Task to complete ->
Images are to be omitted, and the rest of the records reproduced exactly.

********

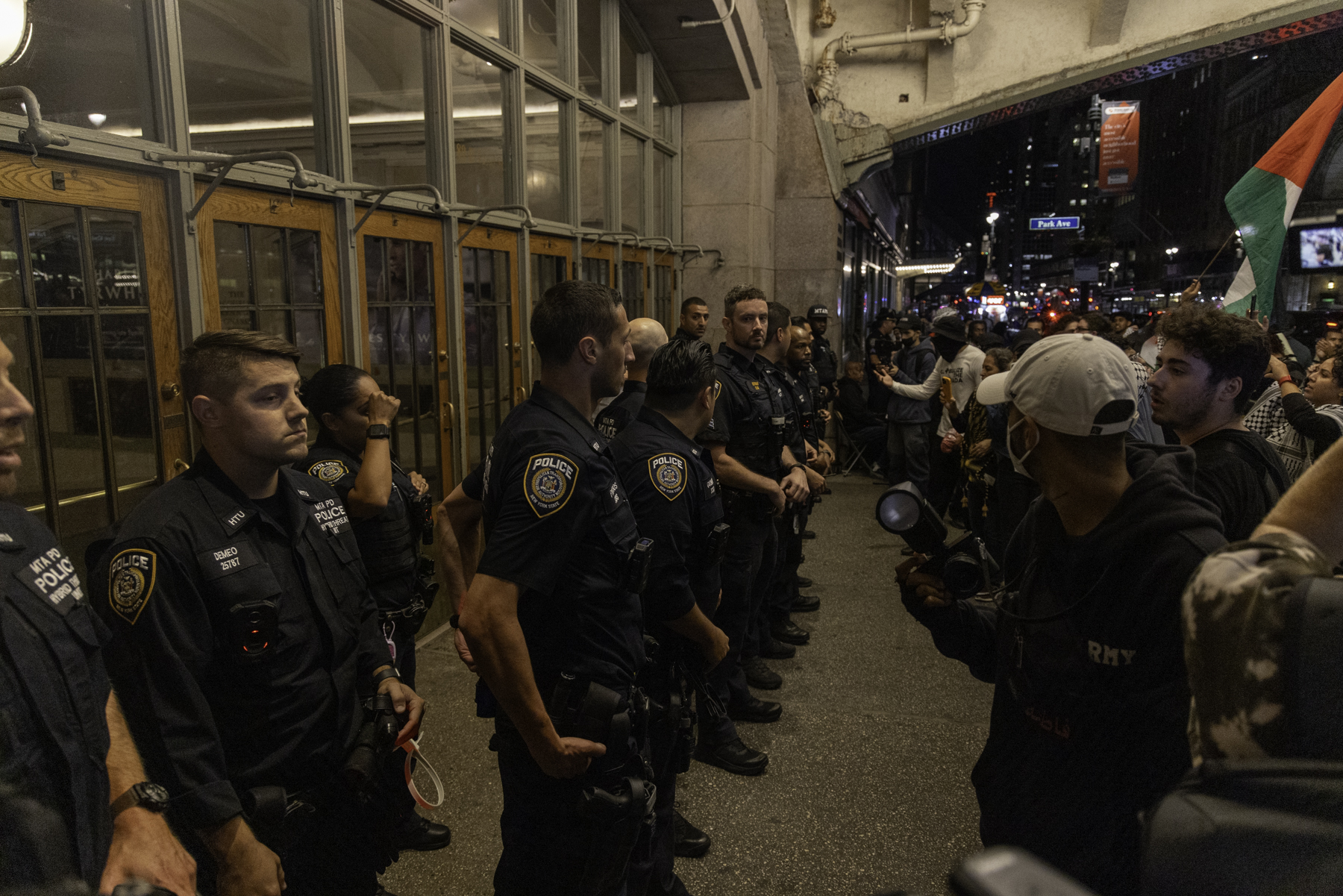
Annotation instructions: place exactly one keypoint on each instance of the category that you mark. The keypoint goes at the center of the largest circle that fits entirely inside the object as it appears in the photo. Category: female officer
(387, 505)
(389, 511)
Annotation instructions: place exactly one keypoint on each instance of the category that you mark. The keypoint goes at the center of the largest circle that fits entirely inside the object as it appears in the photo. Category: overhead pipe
(827, 70)
(37, 134)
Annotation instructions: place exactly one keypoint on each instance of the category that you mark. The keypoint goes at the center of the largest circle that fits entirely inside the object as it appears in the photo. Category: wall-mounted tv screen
(1319, 249)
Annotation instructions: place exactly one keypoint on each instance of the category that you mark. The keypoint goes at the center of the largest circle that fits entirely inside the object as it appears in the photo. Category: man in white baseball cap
(1084, 639)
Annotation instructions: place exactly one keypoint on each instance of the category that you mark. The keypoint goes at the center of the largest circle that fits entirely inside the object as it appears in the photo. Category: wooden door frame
(504, 241)
(396, 225)
(243, 206)
(93, 187)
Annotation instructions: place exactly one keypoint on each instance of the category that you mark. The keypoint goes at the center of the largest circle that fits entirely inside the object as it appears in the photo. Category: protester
(958, 364)
(908, 418)
(1209, 363)
(1084, 645)
(1312, 416)
(866, 430)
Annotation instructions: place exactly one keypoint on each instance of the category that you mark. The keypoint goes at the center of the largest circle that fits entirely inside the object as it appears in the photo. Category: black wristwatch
(145, 795)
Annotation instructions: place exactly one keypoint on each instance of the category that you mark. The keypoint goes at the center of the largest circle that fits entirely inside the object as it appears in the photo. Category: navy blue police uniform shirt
(622, 409)
(557, 525)
(674, 495)
(53, 688)
(743, 410)
(387, 542)
(179, 586)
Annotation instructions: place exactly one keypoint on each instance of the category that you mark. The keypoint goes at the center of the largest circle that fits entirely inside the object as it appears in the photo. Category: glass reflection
(544, 181)
(478, 129)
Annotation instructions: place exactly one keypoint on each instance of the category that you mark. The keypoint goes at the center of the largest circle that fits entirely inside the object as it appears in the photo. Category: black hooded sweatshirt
(1091, 703)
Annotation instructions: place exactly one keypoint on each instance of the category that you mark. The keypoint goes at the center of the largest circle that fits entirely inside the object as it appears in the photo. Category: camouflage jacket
(1233, 613)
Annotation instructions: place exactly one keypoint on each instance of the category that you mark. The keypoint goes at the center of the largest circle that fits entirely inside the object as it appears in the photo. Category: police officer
(63, 741)
(822, 357)
(877, 354)
(389, 510)
(676, 501)
(646, 336)
(759, 476)
(695, 320)
(552, 618)
(245, 634)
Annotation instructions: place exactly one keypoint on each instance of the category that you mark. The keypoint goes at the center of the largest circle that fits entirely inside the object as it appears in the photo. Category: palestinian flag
(1262, 201)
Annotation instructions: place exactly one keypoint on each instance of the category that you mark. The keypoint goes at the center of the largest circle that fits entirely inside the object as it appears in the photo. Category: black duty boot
(688, 842)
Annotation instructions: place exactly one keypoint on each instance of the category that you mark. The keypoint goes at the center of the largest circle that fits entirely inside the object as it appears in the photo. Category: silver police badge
(548, 483)
(668, 474)
(131, 580)
(328, 471)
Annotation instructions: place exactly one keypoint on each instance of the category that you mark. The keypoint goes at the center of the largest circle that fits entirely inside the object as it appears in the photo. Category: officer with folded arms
(391, 513)
(63, 741)
(677, 504)
(552, 618)
(759, 474)
(245, 637)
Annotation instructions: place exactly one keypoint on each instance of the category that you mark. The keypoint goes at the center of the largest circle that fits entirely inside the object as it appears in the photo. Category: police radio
(254, 626)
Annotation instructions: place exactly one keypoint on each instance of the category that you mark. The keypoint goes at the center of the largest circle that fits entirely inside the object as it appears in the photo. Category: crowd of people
(225, 707)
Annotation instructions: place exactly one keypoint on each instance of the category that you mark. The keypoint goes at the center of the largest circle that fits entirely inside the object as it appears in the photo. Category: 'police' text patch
(51, 577)
(668, 474)
(131, 580)
(328, 471)
(548, 483)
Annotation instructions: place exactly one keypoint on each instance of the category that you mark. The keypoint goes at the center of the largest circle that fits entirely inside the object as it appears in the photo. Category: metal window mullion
(515, 134)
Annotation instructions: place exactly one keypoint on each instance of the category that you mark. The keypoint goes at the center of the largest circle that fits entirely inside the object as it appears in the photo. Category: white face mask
(1018, 463)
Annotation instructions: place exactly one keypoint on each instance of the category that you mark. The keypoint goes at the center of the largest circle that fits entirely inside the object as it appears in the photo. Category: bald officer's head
(646, 336)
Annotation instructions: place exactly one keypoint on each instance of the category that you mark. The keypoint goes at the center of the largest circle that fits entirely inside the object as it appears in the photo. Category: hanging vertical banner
(1118, 147)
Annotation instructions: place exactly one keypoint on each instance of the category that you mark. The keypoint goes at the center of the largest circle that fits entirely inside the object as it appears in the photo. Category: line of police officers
(248, 621)
(634, 567)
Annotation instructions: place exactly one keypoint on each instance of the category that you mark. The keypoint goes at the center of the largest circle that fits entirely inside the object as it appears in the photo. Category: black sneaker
(760, 676)
(733, 756)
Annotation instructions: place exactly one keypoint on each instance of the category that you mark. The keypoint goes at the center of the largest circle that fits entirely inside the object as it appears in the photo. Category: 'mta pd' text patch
(668, 474)
(548, 483)
(131, 580)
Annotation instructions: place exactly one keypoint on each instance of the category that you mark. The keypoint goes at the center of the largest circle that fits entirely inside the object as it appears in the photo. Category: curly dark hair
(1230, 345)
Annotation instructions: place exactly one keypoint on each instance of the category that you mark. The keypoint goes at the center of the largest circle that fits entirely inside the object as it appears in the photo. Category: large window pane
(478, 129)
(631, 183)
(661, 166)
(590, 47)
(591, 172)
(248, 75)
(480, 15)
(544, 181)
(540, 35)
(629, 74)
(384, 60)
(89, 63)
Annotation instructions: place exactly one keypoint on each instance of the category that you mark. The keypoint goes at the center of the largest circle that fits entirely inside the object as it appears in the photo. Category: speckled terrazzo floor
(868, 782)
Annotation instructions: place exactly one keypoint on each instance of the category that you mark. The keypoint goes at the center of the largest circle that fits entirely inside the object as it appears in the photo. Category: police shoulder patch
(548, 483)
(328, 471)
(668, 474)
(131, 580)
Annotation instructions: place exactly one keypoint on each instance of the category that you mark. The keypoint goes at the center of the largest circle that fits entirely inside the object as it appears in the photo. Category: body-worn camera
(376, 738)
(963, 563)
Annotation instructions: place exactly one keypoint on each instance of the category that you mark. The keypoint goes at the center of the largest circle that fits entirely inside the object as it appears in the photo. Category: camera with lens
(962, 563)
(375, 741)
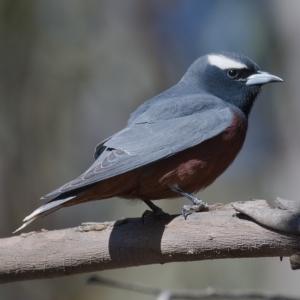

********

Problem solution ->
Annotation instructions: place exactly one keypoint on each instance of the category that you mark. The keypoint goes at the center of the largest circle that fits entirely inside the object as it appears in the photo. Category: female officer
(387, 505)
(389, 511)
Annotation instructions: place exactly one keypoint on each instance of the category that you mark. The keypoint goes at the center of the largest circle that fits entirely inside the object as it appears in the photo. Category: overhead pipe
(827, 70)
(37, 134)
Annotation instructions: place exactly one keypoint on each instance of the category that you mark. The keypoint goes at the center of the largest circle that fits entirely inside the object as it appears in the photo. Category: wall-mounted tv screen
(1319, 249)
Annotation instructions: place exactly one keypoint on each instance of the category that you mark. The keypoint goes at the center of the largest circle that fits entirely inside the object as it appears in the photo. Category: man in white baseball cap
(1084, 639)
Annotation instructions: place exactly one keypoint on each instance of the category that you mark. The keypoint goes at the center of the largest circle that fits entirely inside the object as it appears in the photo. Category: wooden door frame
(504, 241)
(396, 225)
(243, 206)
(93, 187)
Annotation instructions: place exactly one keypoint on each instance of the category that you mark. The keypoint goes at the center of the largest circle that fits entirely inside the object as it appears in the photo. Category: protester
(958, 364)
(908, 418)
(1209, 363)
(1084, 645)
(1312, 416)
(866, 430)
Annotation instructions: place exactly one keypoint on each instance of the category that you mark. The keypoint goes at the center of the largest circle that fits entirely inside the object as it appears in the photo. Category: black wristwatch
(145, 795)
Annotation instructions: place exactly one keypoint on each instance of the category that you mark. The keypoint goes at the center of the largest circle that fits entirely inside the object as it appears in the photo. Category: navy blue police uniform shirt
(622, 409)
(557, 525)
(674, 495)
(53, 688)
(743, 410)
(387, 542)
(179, 586)
Annotation instructions: place exactly one keypoint on each instance of the category that you mark. The keypoint goes at the center of the largest circle that fits entirely inside the object as it appears in the photo. Category: glass reflection
(544, 181)
(478, 129)
Annotation instructions: place exactly one keypoint on each instance of the category that you mark. The keypoint goes at the center of the largest circle that fits entirely inside the object as it appears in the photo. Category: black hooded sweatshirt
(1091, 703)
Annotation instructions: place exactly one keypoint on each instance of the category that you mark. The keypoint goes at the center of the largest circle that fits entirely inside the object as it appears in the photo. Category: camouflage jacket
(1233, 613)
Annotation instructions: place exactly one keypoint on each instance of the category that you mark. The keypoint goes at the center of the largest circle that fits entirely inside the object as it appears in the photo. Category: police officer
(63, 741)
(822, 357)
(877, 354)
(389, 510)
(676, 501)
(646, 336)
(759, 476)
(695, 320)
(552, 618)
(245, 634)
Annotation instructions: place exactly one keypoint on each instance of the category that you mark. The keypoint goes at the center of the largest circle that fits entirely inside the object as it appears in the photo. Category: palestinian flag
(1262, 201)
Annotation instructions: place exactly one keypoint on each instance of the category that you mark. The keypoint goes at the center of the largest circle that fits entirely inside the object as it appears in the photo. Category: black duty boot
(688, 842)
Annotation instructions: place exactly one keypoint on each instance of the category that you mark. The keypoint goes at the center of the largest circle that fits entirely inside the object as it appears in the photo. Category: silver police badge
(548, 483)
(668, 474)
(131, 580)
(328, 471)
Annotation instructions: place exactly one keypoint on each instance of the category that you mark. The keypoint goes at the center of the largest circle that fits entirely inside the object as it appears in the photo. Category: officer with folded arms
(391, 513)
(63, 741)
(677, 504)
(552, 618)
(759, 474)
(245, 637)
Annotation instructions: place exactly one keypoint on each instance of the category that you mark. The keypoint goes at the center of the largest circle that fits entirely inside the object as it appears in the photo. Category: police radio
(254, 626)
Annotation instructions: place exactly one keypoint on each instance of the category that you mark. The keypoint goes at the center of the largest circle that fits entirely inside the object as it appears in the photo. Category: crowd of people
(225, 707)
Annotation instructions: place exactly one keypoint on each instance of the category that you mark. The keypoint goes at the center of the largest circle that fits entirely inside the object as it appears in the photo. Category: 'police' text patch
(51, 577)
(668, 474)
(131, 580)
(328, 471)
(548, 483)
Annotation instructions: place exactly one keypoint on each instance of the category that you mark. The keypoint goes at the center of the largest circle that fits entirely inside the object as it appears in the photo. Category: metal window mullion
(515, 134)
Annotation instructions: place exactly one keypoint on each instance of the category that you mark. The keypoint goes at the center of the largest circle that fits entirely inside the object as it appears in the photo. Category: white face mask
(1018, 463)
Annotation instructions: place exactly one keypoint on each instance of the category that you mark. The keypoint goes at the center of the largest circle that fits entirely inside the object as it appears in the photo. Category: bald officer's head
(646, 336)
Annotation instructions: place exactly one keypoint on each instance of the category that you mark. The keypoint goes at the center of the largest circle that fits entirely inside the object as it appears in the photo. Category: hanging vertical banner
(1118, 147)
Annotation instructions: place exactly one keypoint on each instance of the category that you mark. The keypoint goes at the center of the largest circle that fits entirely inside the object as it appears in the photo. Category: line of police officers
(248, 621)
(634, 567)
Annotation instructions: place exactly one keypoint on each instance of the category that you mark. The keypoint goes at the center of the largest circle that fits entirely inside the object as it appears in the photo. Category: black sneaker
(760, 676)
(733, 756)
Annotation instructions: place exactly one keypoint on each instance of the category that you mark. The keypoint goes at the center of the largest circle that fits entirely inside the object as it appears in the photo. Category: 'mta pd' text patch
(668, 474)
(548, 483)
(131, 580)
Annotation instructions: place exactly one keypoint on each instance of the category that you mark. The keypoint goes at the center of the largest circle that fits entirely inside the object as it appears in the photo. Category: curly dark hair
(1230, 345)
Annotation instructions: place exactly one keypoint on each instance of the category that you mark. The keypoint goes at the center of the largest circle that fits entirely inside the object as it appears in the photo. Category: large window pane
(478, 129)
(631, 183)
(661, 166)
(590, 47)
(591, 172)
(248, 75)
(480, 15)
(544, 181)
(540, 35)
(629, 74)
(384, 60)
(89, 63)
Annotation instructions: place exactly one keypoint on each instance of the category that you mark. The keypoint goes at the center of the largest circle that fits entirely inside the object as it appears in the photo. Category: speckled terrazzo floor
(868, 782)
Annotation instructions: place exactly one keypoint on each instance of the category that you mark. The keypoint goes at the center of the largest circle that fits entirely inside the object as it appears in the photo. Category: police shoulder patch
(548, 483)
(328, 471)
(668, 474)
(131, 580)
Annotation instructions: place exactly one keypoint on each instance of the category that you mark. The keypoint goes at the center of the largest circle that fits entirely inside the object as it appears in the photo. Category: body-worn camera
(376, 738)
(963, 563)
Annotation instructions: place exactly one keypoint on each instance of the category that you mark. The keypoint goes at the center of the largest circle that fits entirely inside the object as it appears in the photo. Category: camera with lens
(962, 563)
(375, 741)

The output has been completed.